Source records:
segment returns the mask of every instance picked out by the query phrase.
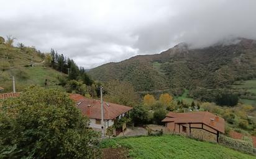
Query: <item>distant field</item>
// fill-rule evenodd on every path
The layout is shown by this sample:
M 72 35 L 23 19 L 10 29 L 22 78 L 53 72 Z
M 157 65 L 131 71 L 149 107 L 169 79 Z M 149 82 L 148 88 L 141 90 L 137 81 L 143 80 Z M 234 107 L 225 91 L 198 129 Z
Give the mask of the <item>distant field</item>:
M 254 97 L 256 98 L 256 79 L 237 81 L 232 85 L 233 89 L 243 89 L 247 92 L 254 93 Z M 240 98 L 240 101 L 247 105 L 252 105 L 256 106 L 256 100 Z
M 237 81 L 232 85 L 234 88 L 236 89 L 256 89 L 256 79 L 249 80 Z
M 116 138 L 104 140 L 103 148 L 129 148 L 133 159 L 253 159 L 256 157 L 242 153 L 217 144 L 198 141 L 178 135 Z
M 256 105 L 255 100 L 248 100 L 248 99 L 240 99 L 240 101 L 243 103 L 250 105 Z
M 183 94 L 181 96 L 175 98 L 175 99 L 180 100 L 180 101 L 183 101 L 186 102 L 186 103 L 191 105 L 192 101 L 194 101 L 194 99 L 191 98 L 188 98 L 188 90 L 185 90 Z
M 47 87 L 49 88 L 60 88 L 61 87 L 57 85 L 58 83 L 57 77 L 62 75 L 62 73 L 50 67 L 43 67 L 42 66 L 35 67 L 22 67 L 22 69 L 26 74 L 26 78 L 20 77 L 17 75 L 17 69 L 12 69 L 9 71 L 3 72 L 5 77 L 1 76 L 0 86 L 5 88 L 4 92 L 9 92 L 12 90 L 12 76 L 16 77 L 16 91 L 21 91 L 25 87 L 31 85 L 37 85 L 44 86 L 45 79 L 47 79 Z

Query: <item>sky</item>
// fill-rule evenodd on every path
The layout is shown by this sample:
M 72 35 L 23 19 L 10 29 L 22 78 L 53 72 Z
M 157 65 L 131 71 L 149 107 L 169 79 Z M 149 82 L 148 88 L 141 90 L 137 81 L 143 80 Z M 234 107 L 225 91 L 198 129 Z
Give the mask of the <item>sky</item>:
M 91 69 L 185 42 L 256 39 L 255 0 L 0 0 L 0 36 Z

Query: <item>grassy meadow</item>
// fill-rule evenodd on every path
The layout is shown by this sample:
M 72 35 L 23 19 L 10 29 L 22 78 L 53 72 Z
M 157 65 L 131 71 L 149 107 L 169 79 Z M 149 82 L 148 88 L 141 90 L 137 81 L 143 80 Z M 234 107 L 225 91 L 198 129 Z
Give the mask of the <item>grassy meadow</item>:
M 133 159 L 253 159 L 255 156 L 241 153 L 217 144 L 198 141 L 179 135 L 135 137 L 106 139 L 102 148 L 129 149 Z
M 183 94 L 181 96 L 179 96 L 175 98 L 176 100 L 183 101 L 183 102 L 191 105 L 192 101 L 194 101 L 193 98 L 188 97 L 188 90 L 185 89 Z
M 47 87 L 49 88 L 61 88 L 57 85 L 58 83 L 58 76 L 62 75 L 50 67 L 37 66 L 35 67 L 21 67 L 2 71 L 0 75 L 0 85 L 4 88 L 5 92 L 12 90 L 12 76 L 16 77 L 16 91 L 21 91 L 31 85 L 44 86 L 45 79 L 47 79 Z
M 240 101 L 247 105 L 256 106 L 256 79 L 243 81 L 237 81 L 232 86 L 234 90 L 244 90 L 252 95 L 250 98 L 242 98 Z M 251 99 L 252 97 L 255 99 Z

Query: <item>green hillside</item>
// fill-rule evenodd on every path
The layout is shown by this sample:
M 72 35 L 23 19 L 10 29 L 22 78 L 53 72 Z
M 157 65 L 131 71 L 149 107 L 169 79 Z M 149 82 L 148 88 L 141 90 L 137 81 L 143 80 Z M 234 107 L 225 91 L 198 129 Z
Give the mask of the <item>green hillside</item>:
M 235 81 L 256 77 L 256 41 L 239 40 L 235 45 L 202 49 L 190 49 L 181 43 L 160 54 L 104 64 L 89 74 L 101 82 L 129 82 L 139 92 L 169 90 L 176 96 L 181 95 L 184 89 L 194 93 L 201 88 L 229 89 Z M 190 95 L 198 97 L 195 93 Z
M 4 92 L 12 91 L 12 78 L 16 77 L 16 88 L 17 92 L 21 92 L 31 85 L 44 86 L 45 80 L 47 79 L 48 88 L 60 88 L 58 76 L 62 75 L 50 67 L 37 66 L 35 67 L 12 68 L 1 72 L 0 85 L 4 88 Z
M 232 88 L 237 92 L 242 92 L 240 101 L 247 105 L 256 106 L 256 80 L 236 81 Z
M 127 148 L 129 149 L 129 157 L 133 159 L 256 158 L 255 156 L 216 144 L 178 135 L 107 139 L 101 142 L 101 145 L 103 148 L 117 148 L 120 146 Z
M 12 91 L 12 76 L 17 92 L 31 85 L 44 86 L 45 79 L 47 87 L 60 88 L 57 85 L 59 83 L 57 77 L 62 74 L 44 66 L 44 53 L 21 44 L 18 47 L 12 43 L 8 46 L 8 41 L 4 43 L 3 38 L 0 38 L 0 86 L 4 87 L 3 92 Z M 32 64 L 34 67 L 31 67 Z

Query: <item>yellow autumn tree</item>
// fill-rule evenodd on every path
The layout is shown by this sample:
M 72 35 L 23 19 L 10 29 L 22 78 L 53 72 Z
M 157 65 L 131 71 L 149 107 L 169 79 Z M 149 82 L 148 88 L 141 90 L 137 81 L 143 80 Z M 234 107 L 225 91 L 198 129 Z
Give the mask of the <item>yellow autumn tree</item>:
M 173 100 L 173 97 L 168 93 L 162 94 L 159 97 L 160 103 L 165 106 L 169 106 Z
M 152 95 L 147 94 L 144 96 L 143 98 L 143 103 L 145 106 L 151 108 L 155 103 L 156 101 L 155 97 Z

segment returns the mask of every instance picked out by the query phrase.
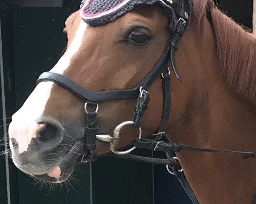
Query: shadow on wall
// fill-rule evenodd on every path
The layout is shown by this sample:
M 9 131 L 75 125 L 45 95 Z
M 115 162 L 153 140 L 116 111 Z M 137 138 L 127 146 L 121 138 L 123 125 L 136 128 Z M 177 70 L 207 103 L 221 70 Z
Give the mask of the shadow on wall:
M 225 14 L 239 23 L 252 30 L 253 0 L 216 0 L 215 1 Z

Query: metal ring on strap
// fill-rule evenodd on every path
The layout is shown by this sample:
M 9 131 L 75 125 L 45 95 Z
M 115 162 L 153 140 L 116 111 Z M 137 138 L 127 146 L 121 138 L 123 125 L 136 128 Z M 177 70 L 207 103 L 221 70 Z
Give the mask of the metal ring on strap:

Given problem:
Reproduce all of the lines above word for word, leaving out the pictures.

Output for this task:
segment returns the mask of every instance picked out by the query phrase.
Query: <item>distant field</item>
// fill-rule evenodd on every path
The layout is shown by this sample:
M 72 35 L 23 19 L 10 29 L 22 78 L 53 72 Z
M 157 65 L 131 71 L 149 107 L 169 79 Z M 149 82 L 148 88 L 141 90 L 137 81 L 143 80 Z M 234 107 L 225 91 L 198 129 Z
Give the mask of the <item>distant field</item>:
M 254 97 L 256 98 L 256 79 L 237 81 L 232 85 L 233 89 L 243 89 L 247 92 L 254 93 Z M 240 98 L 240 101 L 247 105 L 252 105 L 256 106 L 256 100 Z
M 237 81 L 232 85 L 234 88 L 236 89 L 256 89 L 256 79 L 249 80 Z
M 116 138 L 104 140 L 103 148 L 129 148 L 133 159 L 253 159 L 256 157 L 242 153 L 217 144 L 198 141 L 178 135 Z
M 256 105 L 255 100 L 248 100 L 248 99 L 240 99 L 240 101 L 243 103 L 250 105 Z
M 183 94 L 181 96 L 175 98 L 175 99 L 180 100 L 180 101 L 183 101 L 186 102 L 186 103 L 191 105 L 192 101 L 194 101 L 194 99 L 191 98 L 188 98 L 188 90 L 185 90 Z
M 47 87 L 49 88 L 60 88 L 61 87 L 57 85 L 58 83 L 57 77 L 62 75 L 62 73 L 50 67 L 43 67 L 42 66 L 35 67 L 22 67 L 22 69 L 26 74 L 26 78 L 20 77 L 17 75 L 17 69 L 12 69 L 9 71 L 3 72 L 5 77 L 1 76 L 0 86 L 5 88 L 4 92 L 9 92 L 12 90 L 12 76 L 16 77 L 16 91 L 21 91 L 25 87 L 31 85 L 37 85 L 44 86 L 45 79 L 47 79 Z

Query: <item>sky</item>
// fill-rule evenodd on every path
The layout is shown by this sample:
M 72 35 L 23 19 L 10 29 L 22 78 L 53 72 Z
M 157 65 L 131 71 L 149 107 L 169 79 Z M 149 82 L 148 88 L 141 90 L 137 81 L 143 80 Z M 234 107 L 225 91 L 198 129 Z
Give the mask of the <item>sky</item>:
M 91 69 L 185 42 L 256 39 L 255 0 L 0 0 L 0 36 Z

Query: <item>grassy meadow</item>
// fill-rule evenodd on every path
The layout is shown by this sample:
M 72 35 L 23 19 L 10 29 L 22 78 L 53 72 Z
M 157 65 L 131 71 L 149 107 L 169 79 Z M 149 82 L 148 88 L 141 90 L 137 81 L 143 80 Z M 234 107 L 225 91 L 198 129 Z
Give the mask of the <item>grassy meadow</item>:
M 133 159 L 253 159 L 255 156 L 241 153 L 217 144 L 198 141 L 179 135 L 135 137 L 106 139 L 102 148 L 129 149 Z
M 183 94 L 181 96 L 179 96 L 175 98 L 176 100 L 183 101 L 183 102 L 191 105 L 192 101 L 194 101 L 193 98 L 188 97 L 188 90 L 185 89 Z
M 47 87 L 49 88 L 61 88 L 57 85 L 58 83 L 58 76 L 62 75 L 50 67 L 37 66 L 35 67 L 21 67 L 2 71 L 0 75 L 0 85 L 4 88 L 5 92 L 12 90 L 12 76 L 16 77 L 16 91 L 21 91 L 31 85 L 44 86 L 45 79 L 47 79 Z
M 240 101 L 247 105 L 256 106 L 256 79 L 243 81 L 237 81 L 232 86 L 234 90 L 244 90 L 252 95 L 250 98 L 242 98 Z M 251 99 L 252 97 L 255 99 Z

Query: <item>green hillside</item>
// fill-rule evenodd on every path
The layout is shown by this sample:
M 72 35 L 23 19 L 10 29 L 22 78 L 53 72 Z
M 157 65 L 131 71 L 149 107 L 169 79 Z M 149 82 L 148 88 L 141 90 L 137 81 L 143 80 Z M 234 107 L 225 91 L 198 129 Z
Give the mask of the <item>green hillside</item>:
M 235 81 L 256 77 L 256 41 L 239 40 L 235 45 L 202 49 L 190 49 L 181 43 L 160 54 L 104 64 L 89 74 L 101 82 L 129 82 L 139 92 L 169 90 L 176 96 L 181 95 L 184 89 L 194 93 L 201 88 L 229 89 Z M 190 95 L 198 97 L 195 93 Z
M 4 92 L 12 91 L 12 78 L 16 77 L 16 88 L 17 92 L 21 92 L 31 85 L 44 86 L 45 80 L 47 79 L 48 88 L 60 88 L 58 76 L 62 75 L 50 67 L 37 66 L 35 67 L 12 68 L 1 72 L 0 85 L 4 88 Z
M 232 88 L 237 92 L 242 92 L 240 101 L 247 105 L 256 106 L 256 80 L 236 81 Z
M 127 148 L 129 149 L 129 157 L 133 159 L 256 158 L 255 156 L 216 144 L 178 135 L 107 139 L 101 142 L 101 145 L 103 148 L 117 148 L 120 146 Z
M 12 91 L 12 76 L 17 92 L 31 85 L 44 86 L 45 79 L 47 87 L 60 88 L 57 85 L 59 83 L 57 77 L 62 74 L 44 66 L 44 53 L 21 44 L 18 47 L 12 43 L 8 46 L 8 41 L 4 43 L 3 38 L 0 38 L 0 86 L 4 87 L 3 92 Z M 32 64 L 34 67 L 31 67 Z

Query: <item>yellow autumn tree</item>
// fill-rule evenodd on every path
The layout is shown by this sample:
M 72 35 L 23 19 L 10 29 L 22 78 L 53 72 Z
M 157 65 L 131 71 L 149 107 L 169 79 Z M 149 82 L 148 88 L 141 90 L 137 81 L 143 80 Z M 234 107 L 225 91 L 198 129 Z
Give the mask of the <item>yellow autumn tree</item>:
M 173 100 L 173 97 L 168 93 L 162 94 L 159 97 L 160 103 L 165 106 L 169 106 Z
M 152 95 L 147 94 L 144 96 L 143 98 L 143 103 L 145 106 L 151 108 L 155 103 L 156 101 L 155 97 Z

segment returns the mask of every instance picked out by the query phrase.
Query: shadow on wall
// fill-rule evenodd on every path
The layout is shown by this sample:
M 9 131 L 75 125 L 45 95 Z
M 115 162 L 153 140 L 116 111 Z M 137 138 L 127 146 L 121 138 L 123 125 L 136 128 Z M 177 70 L 207 103 L 221 70 Z
Give the mask of the shadow on wall:
M 225 14 L 239 23 L 252 30 L 253 0 L 216 0 L 215 1 Z

Query: metal ring on strap
// fill-rule evenodd on every path
The layout is shown by this sample:
M 9 131 L 75 125 L 45 95 Z
M 115 162 L 153 140 L 116 111 Z M 137 138 L 127 146 L 121 138 L 123 125 L 136 128 Z M 177 70 L 207 103 L 221 70 Z
Give the mask of the metal ring on strap:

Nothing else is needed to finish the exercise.